Work to do »
Convert the entries from the line containing "One point per instance, written like point(40, 10)" through the line containing "One point per instance, written like point(142, 116)", both lines included, into a JSON list of strings with one string per line and blank lines left out.
-- start Dataset excerpts --
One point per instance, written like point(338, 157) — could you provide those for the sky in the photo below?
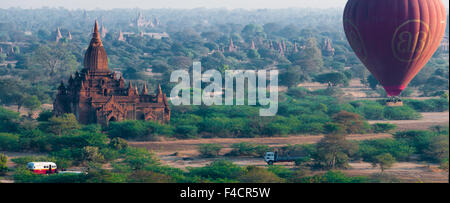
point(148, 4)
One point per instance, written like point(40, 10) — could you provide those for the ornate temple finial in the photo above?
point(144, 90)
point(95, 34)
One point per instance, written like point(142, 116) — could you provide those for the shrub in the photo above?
-- end Dataset excerpts --
-- start Dataset excerpts --
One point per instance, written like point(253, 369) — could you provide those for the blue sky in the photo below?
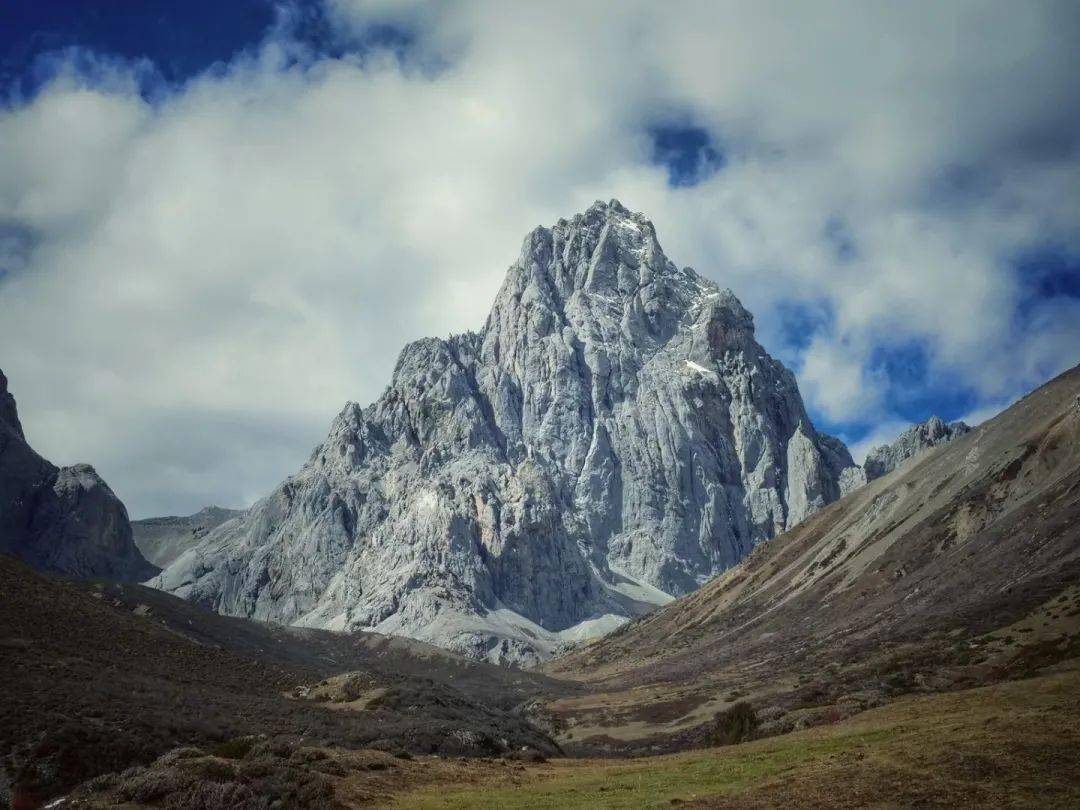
-- end Dataset excerpts --
Written solution »
[
  "One point per instance, written like point(40, 10) — could you provide those for the ornate temple finial in the photo above?",
  "point(144, 90)",
  "point(95, 34)",
  "One point per instance, written like point(142, 116) — could you provide those for the shrub in the photo above?"
]